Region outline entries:
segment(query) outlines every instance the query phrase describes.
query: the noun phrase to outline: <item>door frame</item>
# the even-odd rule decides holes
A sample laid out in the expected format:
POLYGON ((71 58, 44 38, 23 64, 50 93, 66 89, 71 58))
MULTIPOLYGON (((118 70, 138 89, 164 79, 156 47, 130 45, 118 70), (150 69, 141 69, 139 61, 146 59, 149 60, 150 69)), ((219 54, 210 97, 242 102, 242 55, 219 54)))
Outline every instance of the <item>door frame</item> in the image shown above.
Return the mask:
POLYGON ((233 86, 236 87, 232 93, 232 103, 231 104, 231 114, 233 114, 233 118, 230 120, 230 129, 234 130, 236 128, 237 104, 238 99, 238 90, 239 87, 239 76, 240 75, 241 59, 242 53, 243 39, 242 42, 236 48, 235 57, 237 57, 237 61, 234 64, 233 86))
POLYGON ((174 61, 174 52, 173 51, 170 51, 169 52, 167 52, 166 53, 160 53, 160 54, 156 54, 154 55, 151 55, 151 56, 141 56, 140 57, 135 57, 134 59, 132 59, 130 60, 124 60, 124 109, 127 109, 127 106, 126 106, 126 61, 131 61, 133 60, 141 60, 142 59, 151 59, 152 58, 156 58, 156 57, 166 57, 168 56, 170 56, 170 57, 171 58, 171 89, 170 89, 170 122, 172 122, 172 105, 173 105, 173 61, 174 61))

**Given problem:**
Rewrite the lines above with every "door frame" changed to "window frame", keeping everything else unchanged.

**Correct answer:**
segment(query) outlines every instance the query phrase describes.
query: the noun phrase to outline: <item>window frame</item>
# the even-odd rule decides holes
A sample laid out in the expected format:
POLYGON ((71 58, 44 38, 23 64, 50 93, 66 89, 71 58))
MULTIPOLYGON (((118 70, 138 89, 164 79, 156 47, 130 45, 118 70), (150 69, 141 69, 139 61, 146 59, 149 60, 150 69)), ((219 54, 210 97, 242 102, 242 55, 219 54)))
Outline every instance of the <item>window frame</item> in the image shown above.
Return the mask:
POLYGON ((233 86, 236 87, 232 93, 232 103, 231 104, 231 114, 233 114, 233 118, 230 120, 230 129, 234 130, 236 128, 237 104, 238 99, 238 90, 239 87, 239 76, 240 75, 241 59, 242 53, 243 39, 242 42, 236 48, 235 57, 237 57, 237 61, 234 64, 233 86))
POLYGON ((174 61, 174 52, 173 51, 170 51, 169 52, 167 52, 166 53, 160 53, 160 54, 156 54, 154 55, 151 55, 151 56, 141 56, 140 57, 135 57, 134 59, 132 59, 130 60, 124 60, 124 109, 127 109, 127 106, 126 106, 126 61, 131 61, 133 60, 141 60, 142 59, 151 59, 152 58, 156 58, 156 57, 166 57, 168 56, 170 56, 170 57, 171 58, 171 89, 170 89, 170 122, 172 122, 172 105, 173 105, 173 61, 174 61))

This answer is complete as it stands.